> _DATA TO USE_
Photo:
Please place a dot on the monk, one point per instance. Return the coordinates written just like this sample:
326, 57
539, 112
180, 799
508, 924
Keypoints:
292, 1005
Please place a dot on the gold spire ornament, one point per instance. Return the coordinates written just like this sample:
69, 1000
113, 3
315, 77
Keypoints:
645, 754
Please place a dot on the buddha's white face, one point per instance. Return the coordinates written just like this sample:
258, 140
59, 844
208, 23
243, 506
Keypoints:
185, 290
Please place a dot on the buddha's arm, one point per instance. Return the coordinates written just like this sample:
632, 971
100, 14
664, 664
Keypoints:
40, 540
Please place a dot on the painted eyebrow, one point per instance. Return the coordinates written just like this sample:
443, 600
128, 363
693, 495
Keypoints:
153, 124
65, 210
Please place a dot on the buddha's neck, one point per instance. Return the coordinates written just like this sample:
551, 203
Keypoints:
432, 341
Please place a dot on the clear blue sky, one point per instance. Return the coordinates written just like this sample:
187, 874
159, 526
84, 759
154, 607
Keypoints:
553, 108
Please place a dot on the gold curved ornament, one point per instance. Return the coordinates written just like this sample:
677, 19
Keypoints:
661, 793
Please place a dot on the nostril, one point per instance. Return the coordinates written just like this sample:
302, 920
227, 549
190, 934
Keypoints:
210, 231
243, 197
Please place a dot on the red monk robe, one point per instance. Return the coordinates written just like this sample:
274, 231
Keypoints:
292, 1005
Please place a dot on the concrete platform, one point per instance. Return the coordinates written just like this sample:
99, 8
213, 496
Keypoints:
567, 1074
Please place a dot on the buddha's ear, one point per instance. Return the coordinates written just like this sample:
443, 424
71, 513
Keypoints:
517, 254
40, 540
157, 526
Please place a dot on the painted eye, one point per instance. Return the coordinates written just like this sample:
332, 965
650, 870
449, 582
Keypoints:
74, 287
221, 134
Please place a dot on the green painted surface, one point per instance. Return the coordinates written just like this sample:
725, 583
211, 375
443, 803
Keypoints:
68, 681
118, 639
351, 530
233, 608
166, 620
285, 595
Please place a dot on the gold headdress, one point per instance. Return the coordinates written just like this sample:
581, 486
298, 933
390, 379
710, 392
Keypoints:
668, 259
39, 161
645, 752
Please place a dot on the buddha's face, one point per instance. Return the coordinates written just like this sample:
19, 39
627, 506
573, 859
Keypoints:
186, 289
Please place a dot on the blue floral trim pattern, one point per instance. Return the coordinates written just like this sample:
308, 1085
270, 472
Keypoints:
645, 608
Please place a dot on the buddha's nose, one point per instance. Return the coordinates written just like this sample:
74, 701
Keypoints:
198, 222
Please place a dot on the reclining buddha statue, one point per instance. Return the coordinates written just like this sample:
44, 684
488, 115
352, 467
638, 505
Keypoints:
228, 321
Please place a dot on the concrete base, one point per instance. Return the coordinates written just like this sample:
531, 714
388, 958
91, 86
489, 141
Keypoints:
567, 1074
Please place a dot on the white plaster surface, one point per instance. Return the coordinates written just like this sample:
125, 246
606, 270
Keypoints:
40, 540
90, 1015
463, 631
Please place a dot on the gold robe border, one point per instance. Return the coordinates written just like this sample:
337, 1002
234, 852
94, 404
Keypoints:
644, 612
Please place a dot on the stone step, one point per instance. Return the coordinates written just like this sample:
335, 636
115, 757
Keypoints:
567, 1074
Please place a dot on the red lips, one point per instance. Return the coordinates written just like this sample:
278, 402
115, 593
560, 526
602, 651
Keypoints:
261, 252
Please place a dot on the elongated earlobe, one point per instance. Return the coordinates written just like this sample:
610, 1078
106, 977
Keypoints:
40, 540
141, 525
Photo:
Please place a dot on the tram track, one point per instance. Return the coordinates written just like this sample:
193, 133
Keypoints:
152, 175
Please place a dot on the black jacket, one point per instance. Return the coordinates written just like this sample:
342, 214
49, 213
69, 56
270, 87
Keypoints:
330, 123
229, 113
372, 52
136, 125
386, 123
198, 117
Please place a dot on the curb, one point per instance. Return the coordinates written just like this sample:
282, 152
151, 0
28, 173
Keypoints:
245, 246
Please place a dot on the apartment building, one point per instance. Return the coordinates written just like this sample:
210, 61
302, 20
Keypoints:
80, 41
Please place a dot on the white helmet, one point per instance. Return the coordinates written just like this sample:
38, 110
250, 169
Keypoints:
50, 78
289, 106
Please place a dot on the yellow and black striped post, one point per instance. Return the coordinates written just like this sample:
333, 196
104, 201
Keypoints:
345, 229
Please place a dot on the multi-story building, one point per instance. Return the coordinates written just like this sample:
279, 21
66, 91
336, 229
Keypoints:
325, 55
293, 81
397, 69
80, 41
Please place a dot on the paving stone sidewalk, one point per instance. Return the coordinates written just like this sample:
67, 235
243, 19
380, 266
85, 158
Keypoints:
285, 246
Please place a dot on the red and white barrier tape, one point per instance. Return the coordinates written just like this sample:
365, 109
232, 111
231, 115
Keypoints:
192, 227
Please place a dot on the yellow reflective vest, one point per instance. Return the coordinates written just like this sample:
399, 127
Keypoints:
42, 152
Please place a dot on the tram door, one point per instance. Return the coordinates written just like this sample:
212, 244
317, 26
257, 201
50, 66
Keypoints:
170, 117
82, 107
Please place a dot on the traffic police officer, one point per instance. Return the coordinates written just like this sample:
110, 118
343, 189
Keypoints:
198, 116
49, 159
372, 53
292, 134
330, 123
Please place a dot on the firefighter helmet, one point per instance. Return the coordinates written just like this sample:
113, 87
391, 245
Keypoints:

> _TASK DETAILS_
Copy out the records shown above, every one, exactly.

> _ANSWER SPACE_
Photo:
Please place a dot on the monk, one point per instance. Return the coordinates written just like this sample:
326, 57
539, 112
180, 799
508, 924
Keypoints:
292, 1005
Please place a dot on the gold spire ornament, one point per instance. Return the coordinates written just like this sample:
69, 1000
113, 3
315, 77
Keypoints:
645, 754
Please place a dot on the buddha's white face, one point per instance. Return the coordinates written just like this sample:
258, 140
59, 844
208, 23
243, 506
Keypoints:
185, 290
Please place a dot on the buddha's arm, one point per instance. Return the coordinates written just like this sample:
632, 971
100, 14
664, 664
Keypoints:
40, 540
Please place a dot on the painted eyebrow, one point per instance. Return the coordinates written just like this sample:
443, 600
128, 363
693, 495
Keypoints:
153, 124
65, 210
Please place a dot on the buddha's neck, one point per instance. Return the coordinates written just like this sample:
551, 203
Keypoints:
432, 341
Please place a dot on the clear blue sky, one point per instance. Return the coordinates written just like this sample:
187, 874
159, 526
84, 759
154, 607
Keypoints:
553, 108
Please place a dot on the gold curved ornament, one point per instance. Return the coordinates written just like this sample:
677, 19
Keypoints:
661, 793
Please place a dot on the nostril, one point per instance. Return the coordinates written just like this sample:
302, 920
227, 549
190, 934
Keypoints:
210, 231
243, 197
Please place a dot on the red monk robe, one point per instance. Return the coordinates written just like this sample:
274, 231
Keypoints:
292, 1005
Please place a dot on the concrete platform, one point per instance. Return the coordinates written just like this sample:
99, 8
213, 496
Keypoints:
567, 1074
Please place a dot on the buddha's ear, one point per instance. Return the coordinates written just like this sample:
443, 424
71, 513
Keypoints:
517, 254
40, 540
157, 526
Please place a dot on the painted eye, one point per instance. Return the coordinates written just like this sample:
332, 965
650, 870
449, 582
Keypoints:
74, 287
221, 134
Please place a dot on the green painted surface, one point per instance. Return the coordinates written just like this sample:
725, 583
211, 375
443, 803
Keypoints:
68, 681
118, 639
351, 530
233, 608
166, 620
285, 595
Please place a dot on the gold headdress, one point per instance. Return the coordinates written just like this sample:
581, 486
298, 933
390, 379
710, 392
Keypoints:
668, 259
39, 161
645, 752
Please place a dot on the buddha's face, one point per instance. Return the coordinates written just like this sample:
19, 39
627, 506
573, 859
Keypoints:
186, 289
Please place a dot on the blue floral trim pattern, one point per instance. Return the coordinates written just like this sample:
308, 1085
270, 472
Keypoints:
645, 608
Please place a dot on the buddha's nose, one point per instance. Return the coordinates written just like this sample:
74, 701
Keypoints:
198, 222
Please place a dot on the reclining buddha statue, one point per instance. Return the coordinates written just like this sample:
44, 684
488, 115
352, 467
638, 505
Keypoints:
228, 321
Please place a dot on the concrete base, one point per instance. Return the coordinates written just like this sample:
531, 714
388, 958
91, 86
489, 141
Keypoints:
567, 1074
Please place a dot on the white plaster surface, one point per instance. Return the coordinates written just like this sample:
125, 246
606, 270
Keypoints:
40, 540
90, 1015
463, 631
Please place a dot on the gold robe border, one point per instance. Return the coordinates written just like this sample:
337, 1002
234, 852
94, 404
Keypoints:
644, 612
Please place a dot on the stone step, one point per instance. Return the coordinates written just like this sample:
335, 636
115, 757
Keypoints:
567, 1074
Please place a dot on the red lips, one point per instance. Return the coordinates written just like this sample:
278, 402
115, 593
560, 526
602, 651
Keypoints:
261, 252
Please place a dot on the elongated earlobe, one point per instance. Return the coordinates written just like this sample:
610, 1078
106, 977
Keypoints:
40, 540
141, 525
Photo:
Please place a dot on the tram track, one point per instance. Return the coordinates written just like this sample:
193, 133
Keypoints:
152, 175
Please place a dot on the black jacket, one point per instance. Return the coordinates written just like this sample:
342, 214
49, 213
69, 56
270, 87
Keypoints:
330, 123
229, 113
372, 52
136, 125
386, 123
198, 117
Please place a dot on the curb, one point per instance. Return the coordinates written just like this sample:
282, 152
151, 0
28, 173
Keypoints:
245, 246
Please place a dot on the apartment building, one point per instance. Return the coordinates written just like this sample:
210, 61
302, 20
Keypoints:
80, 41
Please place a dot on the white helmet, one point per instance. Return the coordinates written just like this sample:
38, 110
250, 169
Keypoints:
50, 78
289, 106
Please place a dot on the yellow and black striped post, one point per instance. Return the coordinates written just like this sample:
333, 196
104, 201
Keypoints:
345, 229
Please place a dot on the multi-story building, one point per instance. Return the coordinates written just like this sample:
279, 21
66, 91
336, 229
Keypoints:
325, 55
293, 81
397, 69
80, 41
Please place a dot on the paving stone sidewalk, one point per instance. Return the coordinates written just like this sample:
67, 235
243, 19
380, 266
85, 158
Keypoints:
285, 246
Please place a dot on the red and white barrier tape, one point per instance. Return the coordinates written just like this sample:
365, 109
232, 111
231, 115
Keypoints:
192, 227
Please place a dot on the yellow reflective vest, one point per instance. Return the coordinates written just like this sample:
399, 127
Keypoints:
42, 152
Please place a dot on the tram door, one point per instance. Return the coordinates written just like this sample:
212, 244
317, 26
257, 201
50, 66
Keypoints:
170, 117
82, 107
Please place a dot on the traffic police officer, one point per instance. Return the coordinates written just like this sample:
110, 118
343, 189
Keypoints:
198, 116
49, 159
372, 53
292, 134
330, 123
Please place a dot on the firefighter helmet, one point per instance. Return the coordinates written just like this sample:
113, 87
391, 245
Keypoints:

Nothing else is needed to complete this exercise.